> [THE EXERCISE]: Reproduce the records from the line with "For every instance of" up to and including the line with "x=401 y=387", leaving every character as it appears and giving nothing else.

> [EXERCISE MATERIALS]:
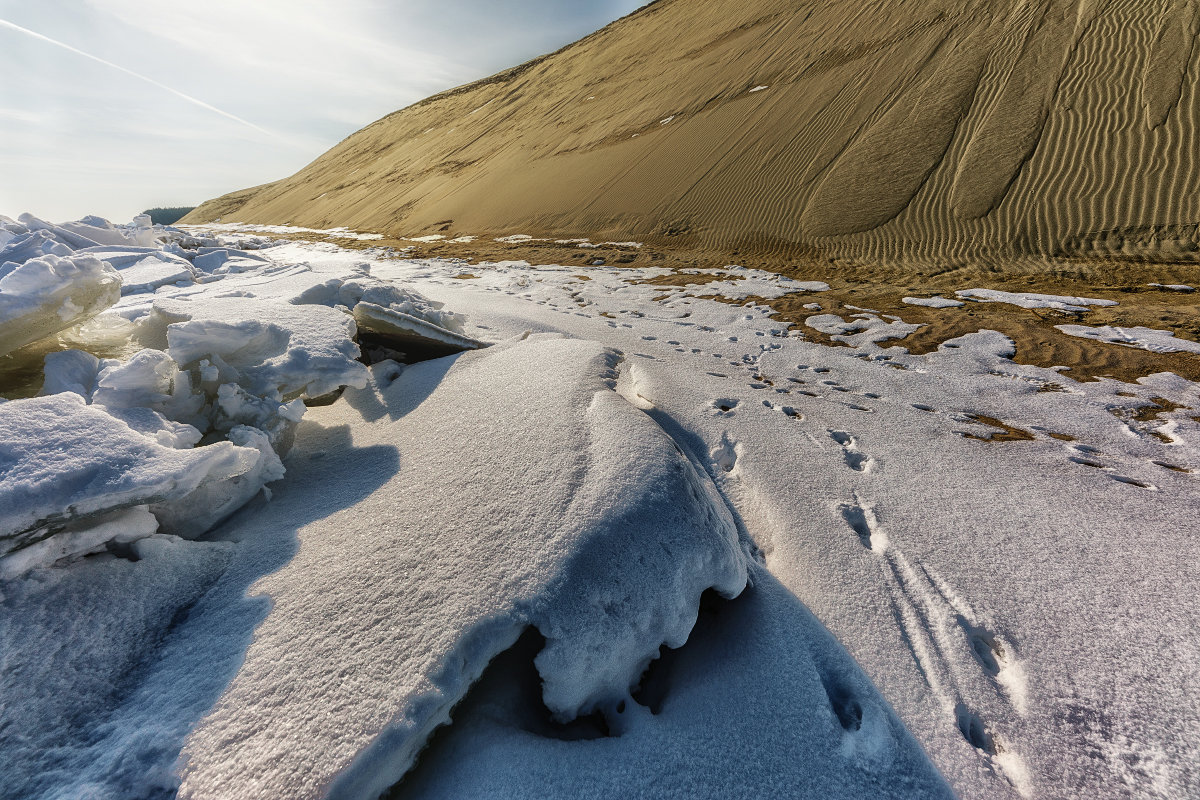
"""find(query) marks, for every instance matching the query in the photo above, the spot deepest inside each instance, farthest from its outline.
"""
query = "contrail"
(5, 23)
---
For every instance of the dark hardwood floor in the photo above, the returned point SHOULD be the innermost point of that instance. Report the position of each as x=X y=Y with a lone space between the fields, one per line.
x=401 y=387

> [FINAL RESULT]:
For every instance of the dark hardwood floor in the photo above, the returned point SHOULD be the innermost point of that instance. Report the position of each as x=X y=Y with a lone space between the fields, one per line.
x=401 y=387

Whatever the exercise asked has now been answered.